WHAT IS NEEDED - Return each record shown beneath, word for word.

Referring expression data
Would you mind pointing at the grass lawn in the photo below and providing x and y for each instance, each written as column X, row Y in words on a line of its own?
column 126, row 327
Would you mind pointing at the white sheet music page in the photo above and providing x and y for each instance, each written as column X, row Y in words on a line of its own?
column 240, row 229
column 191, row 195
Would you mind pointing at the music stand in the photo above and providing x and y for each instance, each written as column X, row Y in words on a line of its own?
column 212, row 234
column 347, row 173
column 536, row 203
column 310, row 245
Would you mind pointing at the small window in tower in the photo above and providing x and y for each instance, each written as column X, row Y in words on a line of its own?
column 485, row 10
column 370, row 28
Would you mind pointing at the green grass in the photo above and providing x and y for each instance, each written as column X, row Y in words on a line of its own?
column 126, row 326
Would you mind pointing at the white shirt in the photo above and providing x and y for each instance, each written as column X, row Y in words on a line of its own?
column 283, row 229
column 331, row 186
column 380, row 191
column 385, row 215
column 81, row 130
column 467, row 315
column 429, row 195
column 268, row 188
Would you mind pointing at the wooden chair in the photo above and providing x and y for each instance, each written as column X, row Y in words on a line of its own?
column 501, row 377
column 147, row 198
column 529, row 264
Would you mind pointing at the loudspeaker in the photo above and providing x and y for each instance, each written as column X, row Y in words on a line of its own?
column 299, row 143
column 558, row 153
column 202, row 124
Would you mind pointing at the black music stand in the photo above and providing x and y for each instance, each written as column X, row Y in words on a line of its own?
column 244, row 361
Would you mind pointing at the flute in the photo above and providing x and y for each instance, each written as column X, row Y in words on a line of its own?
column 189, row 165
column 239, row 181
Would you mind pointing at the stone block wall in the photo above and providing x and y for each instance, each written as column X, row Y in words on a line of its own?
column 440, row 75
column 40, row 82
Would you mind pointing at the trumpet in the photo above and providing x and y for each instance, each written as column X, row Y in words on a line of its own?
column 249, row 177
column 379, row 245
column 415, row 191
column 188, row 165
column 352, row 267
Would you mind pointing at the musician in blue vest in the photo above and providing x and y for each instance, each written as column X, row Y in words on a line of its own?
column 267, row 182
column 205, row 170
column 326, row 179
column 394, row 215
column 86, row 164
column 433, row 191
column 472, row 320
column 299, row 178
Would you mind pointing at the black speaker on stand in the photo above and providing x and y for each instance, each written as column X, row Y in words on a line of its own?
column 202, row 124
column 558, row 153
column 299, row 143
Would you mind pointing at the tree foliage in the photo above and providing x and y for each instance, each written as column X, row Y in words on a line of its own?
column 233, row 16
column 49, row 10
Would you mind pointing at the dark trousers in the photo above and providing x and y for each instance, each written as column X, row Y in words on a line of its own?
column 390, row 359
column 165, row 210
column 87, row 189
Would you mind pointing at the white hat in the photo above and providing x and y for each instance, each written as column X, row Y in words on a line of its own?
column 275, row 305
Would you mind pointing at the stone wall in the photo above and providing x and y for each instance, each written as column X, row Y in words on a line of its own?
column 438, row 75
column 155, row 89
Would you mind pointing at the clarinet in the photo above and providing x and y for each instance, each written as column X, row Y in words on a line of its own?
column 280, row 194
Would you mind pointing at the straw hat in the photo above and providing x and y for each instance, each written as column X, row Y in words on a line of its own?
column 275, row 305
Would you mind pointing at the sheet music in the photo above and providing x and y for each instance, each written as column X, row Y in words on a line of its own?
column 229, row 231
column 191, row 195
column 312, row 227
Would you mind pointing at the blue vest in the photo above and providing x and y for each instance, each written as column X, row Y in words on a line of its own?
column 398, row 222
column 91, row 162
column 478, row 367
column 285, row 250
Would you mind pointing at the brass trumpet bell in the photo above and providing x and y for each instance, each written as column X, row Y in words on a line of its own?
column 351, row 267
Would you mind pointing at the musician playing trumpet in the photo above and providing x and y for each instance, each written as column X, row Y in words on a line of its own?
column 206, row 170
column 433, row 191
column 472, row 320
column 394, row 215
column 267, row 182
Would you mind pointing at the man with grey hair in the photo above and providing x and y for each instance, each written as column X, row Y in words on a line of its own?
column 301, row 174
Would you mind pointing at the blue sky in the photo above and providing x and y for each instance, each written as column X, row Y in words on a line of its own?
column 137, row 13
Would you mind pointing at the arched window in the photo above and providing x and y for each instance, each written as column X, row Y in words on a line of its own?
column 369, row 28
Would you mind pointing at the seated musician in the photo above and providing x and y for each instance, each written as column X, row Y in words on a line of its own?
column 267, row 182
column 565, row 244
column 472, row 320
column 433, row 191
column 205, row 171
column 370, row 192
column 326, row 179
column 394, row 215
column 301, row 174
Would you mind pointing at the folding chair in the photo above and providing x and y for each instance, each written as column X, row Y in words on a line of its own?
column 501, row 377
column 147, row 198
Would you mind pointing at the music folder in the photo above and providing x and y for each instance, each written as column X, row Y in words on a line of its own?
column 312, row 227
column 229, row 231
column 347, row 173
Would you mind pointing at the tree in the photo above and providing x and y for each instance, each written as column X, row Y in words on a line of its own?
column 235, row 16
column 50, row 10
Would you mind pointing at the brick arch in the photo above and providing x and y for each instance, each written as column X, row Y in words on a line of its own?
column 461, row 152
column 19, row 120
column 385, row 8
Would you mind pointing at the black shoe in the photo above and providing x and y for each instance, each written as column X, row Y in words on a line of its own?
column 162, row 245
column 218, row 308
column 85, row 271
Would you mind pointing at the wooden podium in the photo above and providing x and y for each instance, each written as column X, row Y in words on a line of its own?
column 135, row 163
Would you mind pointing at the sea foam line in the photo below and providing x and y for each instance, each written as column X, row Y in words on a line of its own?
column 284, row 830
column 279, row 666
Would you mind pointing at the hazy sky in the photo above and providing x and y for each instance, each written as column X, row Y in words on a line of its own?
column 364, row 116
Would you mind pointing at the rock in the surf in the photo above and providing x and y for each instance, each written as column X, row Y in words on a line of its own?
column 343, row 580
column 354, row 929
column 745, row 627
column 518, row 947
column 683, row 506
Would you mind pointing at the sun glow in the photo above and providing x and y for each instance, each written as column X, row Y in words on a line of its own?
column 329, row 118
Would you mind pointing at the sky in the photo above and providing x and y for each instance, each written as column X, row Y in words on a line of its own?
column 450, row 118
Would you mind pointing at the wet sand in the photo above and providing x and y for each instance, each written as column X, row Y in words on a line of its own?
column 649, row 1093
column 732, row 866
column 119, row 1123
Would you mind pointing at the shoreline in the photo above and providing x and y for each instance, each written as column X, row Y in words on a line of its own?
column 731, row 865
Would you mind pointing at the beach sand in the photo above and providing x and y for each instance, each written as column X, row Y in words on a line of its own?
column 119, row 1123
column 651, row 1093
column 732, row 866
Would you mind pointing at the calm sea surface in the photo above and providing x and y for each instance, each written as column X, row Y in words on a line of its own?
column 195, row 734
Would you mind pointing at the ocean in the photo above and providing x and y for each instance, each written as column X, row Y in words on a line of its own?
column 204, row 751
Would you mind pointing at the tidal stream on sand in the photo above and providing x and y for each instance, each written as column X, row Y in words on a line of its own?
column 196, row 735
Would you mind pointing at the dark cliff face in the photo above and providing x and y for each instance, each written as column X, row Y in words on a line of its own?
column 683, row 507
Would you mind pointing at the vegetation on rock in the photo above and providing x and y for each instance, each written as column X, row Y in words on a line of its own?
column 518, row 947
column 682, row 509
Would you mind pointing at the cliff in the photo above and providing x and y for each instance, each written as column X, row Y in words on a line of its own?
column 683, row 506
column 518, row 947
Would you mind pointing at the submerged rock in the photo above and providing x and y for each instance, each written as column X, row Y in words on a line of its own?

EXERCISE OUTPUT -
Would you mind pointing at the grass lawn in the photo below and providing x and y for each instance, each written as column X, row Y in words on a line of its own?
column 126, row 327
Would you mind pointing at the white sheet music page in the photo above and providing x and y for each instance, each written as column X, row Y in words on a line of its own?
column 240, row 229
column 191, row 195
Would you mind pointing at the music stand in the photo above and providing x and y for each instance, each written as column X, row Y in words on a line of its own?
column 212, row 234
column 347, row 173
column 536, row 203
column 310, row 245
Would you mind pointing at the small window in tower in the photo above and providing x and y for each instance, each written as column X, row Y in words on a line of its own?
column 485, row 10
column 370, row 28
Would you mind pointing at the green grass in the photo above and providing x and y for each instance, each written as column X, row Y in words on a line of its own?
column 126, row 326
Would you mind pointing at the white shirt in the photo above and providing x and y for each instance, each written as column X, row Y in words on a line of its own?
column 283, row 229
column 331, row 186
column 380, row 191
column 385, row 215
column 81, row 130
column 467, row 315
column 429, row 195
column 268, row 188
Would you mind pointing at the wooden chair in the photo above and providing x and y for each instance, each written as column X, row Y in words on a line of its own?
column 501, row 377
column 147, row 198
column 529, row 264
Would you mind pointing at the loudspeaker in the photo above and providing x and y for each instance, each written as column X, row Y in words on a line of its own?
column 299, row 143
column 558, row 153
column 202, row 124
Would you mind pointing at the black music stand in the photo above and providing x and y for each instance, each written as column X, row Y in words on a line of its own?
column 244, row 361
Would you mind pointing at the flute in the photo above and providing x and y for each instance, each written as column X, row Y in words on a line of its own?
column 189, row 165
column 239, row 181
Would you mind pointing at the stone block wall in the photo above and providing x and y for each instance, each written as column X, row Y in words on a line of its own?
column 440, row 75
column 40, row 82
Would you mind pointing at the trumpet in the photo above and providing x and y for each instance, each written as column X, row Y in words on a line of its own?
column 249, row 177
column 379, row 245
column 415, row 191
column 188, row 165
column 352, row 267
Would you mind pointing at the musician in blue vest in the photo above and providing x and y for each instance, each written as column X, row Y in words on a line of its own?
column 267, row 182
column 205, row 170
column 326, row 179
column 394, row 215
column 86, row 164
column 433, row 191
column 472, row 320
column 299, row 178
Would you mind pointing at the black speaker on stand in the photo above and providing x and y for each instance, each written as column X, row Y in words on a line of its own?
column 202, row 124
column 558, row 153
column 299, row 143
Would you mind pointing at the tree foliage in the photo above and providing x and y for each instance, each written as column X, row Y in words on a line of its own?
column 233, row 16
column 49, row 10
Would you mind pointing at the dark trousers in the photo above and providing x and y for each instance, each written as column X, row Y in words on a line of its own?
column 390, row 359
column 165, row 210
column 87, row 189
Would you mind pointing at the white hat in the photo above and providing x and y for each instance, each written as column X, row Y in words on a line of its own?
column 275, row 305
Would you mind pointing at the stone wall in the photo above and providing x and y for each instance, each written as column X, row Y in words on a line of its own?
column 438, row 75
column 155, row 89
Would you mind pointing at the clarinet in the photo above and providing x and y for each instance, each written as column X, row Y in words on a line of its own?
column 280, row 194
Would you mind pointing at the straw hat in the photo above and providing x and y for each instance, each written as column X, row Y in words on a line of its own?
column 275, row 305
Would you mind pointing at the sheet music in the photo above and providing x and y for each instance, each written as column X, row Y in words on a line of its own?
column 229, row 231
column 191, row 195
column 312, row 227
Would you mind pointing at the blue vest in the photo above and providing x and y for each instance, each written as column X, row Y in words on a line of its own?
column 398, row 222
column 91, row 162
column 478, row 367
column 285, row 250
Would you mind pointing at the brass trumpet bell in the photo above and providing x and y for each instance, each written as column X, row Y in words on a line of its own?
column 351, row 267
Would you mind pointing at the musician playing trumpet in the photo above and providing x and y for each instance, each written as column X, row Y in words on a line of its own?
column 206, row 170
column 433, row 191
column 472, row 320
column 394, row 215
column 267, row 182
Would you mind pointing at the man with grey hair in the photo above and providing x and y for each instance, each written as column X, row Y in words on a line of its own?
column 301, row 174
Would you mind pointing at the blue sky in the photo above and providing x and y for each instance, each written as column X, row Y in words on a line of its own?
column 137, row 13
Would you mind pointing at the arched window in the photo above and providing x and y for each instance, each written as column X, row Y in words on a line of its own?
column 369, row 28
Would you mind pointing at the seated musician in the photo above and providing x and y for each instance, each written as column X, row Y in words on a line of its own?
column 267, row 182
column 565, row 244
column 472, row 320
column 433, row 191
column 205, row 171
column 370, row 192
column 326, row 179
column 394, row 215
column 301, row 174
Would you mind pointing at the folding chair in the photo above and providing x and y for each instance, each written as column X, row Y in words on a line of its own?
column 501, row 377
column 147, row 198
Would you mind pointing at the music folder in the photo above and providing x and y for each instance, each written as column X, row Y in words on a line of its own?
column 312, row 227
column 229, row 231
column 347, row 173
Would you mind pointing at the tree in the photo above and providing x and y for each instance, each written as column X, row Y in words on a line of its own?
column 235, row 16
column 50, row 10
Would you mind pointing at the brick arch in the photo above and providing x and y for each instance, each written as column X, row Y in words on a line of its own?
column 461, row 152
column 19, row 120
column 385, row 8
Would you mind pointing at the black shoe in the photo above and providing x and y for each instance, each written as column X, row Y in words on a line of its own?
column 162, row 245
column 218, row 308
column 85, row 271
Would you mind pointing at the wooden podium in the photo above and providing x and y for each instance, each written as column X, row Y in words on a line of its own?
column 135, row 163
Would you mind pointing at the sea foam line in the photo below and providing x and y for each instance, each written as column X, row Y in words on a line of its own?
column 284, row 830
column 279, row 666
Would you mind pointing at the hazy sky in the photo above and providing x and y for each instance, each written as column X, row Y in words on a line of its own?
column 364, row 116
Would you mind pointing at the rock in the surf in the photo above and providing x and y for each instance, each written as column X, row Y in words on a line of its own?
column 343, row 580
column 354, row 929
column 745, row 627
column 518, row 947
column 683, row 506
Would you mind pointing at the sun glow in the photo above and providing x and y for each instance, each written as column X, row Y in words on a line of its own?
column 329, row 118
Would you mind pointing at the sky in the photo above and providing x and y for each instance, each written as column X, row Y in words on a line of its own?
column 450, row 118
Would you mind pointing at the wet sand in the photo above and providing x and y for each instance, each written as column X, row Y in words on a line of its own?
column 649, row 1093
column 732, row 866
column 119, row 1123
Would you mind pointing at the shoreline in the photo above and providing x and y for each instance, each written as column X, row Y in words on a line of its own?
column 731, row 865
Would you mind pointing at the beach sand in the photo above and providing x and y for each instance, each written as column X, row Y in words on a line of its own?
column 119, row 1123
column 651, row 1093
column 732, row 866
Would you mind pointing at the calm sea surface in the photo above and providing x and y for each instance, each written as column X, row Y in words on a line of its own?
column 195, row 734
Would you mind pointing at the ocean in the photo above and providing x and y for each instance, each written as column X, row Y in words on a line of its own?
column 204, row 751
Would you mind pointing at the tidal stream on sand in the photo above and providing x and y for each instance, each written as column X, row Y in words on a line of its own?
column 196, row 735
Would you mind pointing at the dark cliff face in the photo above and providing x and y for each instance, each written as column X, row Y in words on a line of its own?
column 683, row 507
Would you mind pointing at the vegetation on rock in the photo above and providing x and y for each instance, each written as column X, row Y in words on a line of its own?
column 518, row 947
column 682, row 509
Would you mind pointing at the cliff in the photo above and providing x and y for each instance, each written as column X, row Y in words on a line of its own?
column 683, row 506
column 518, row 947
Would you mind pointing at the submerged rock in the photo above and providing x and y for each instance, each written as column X, row Y in words on a line of its own?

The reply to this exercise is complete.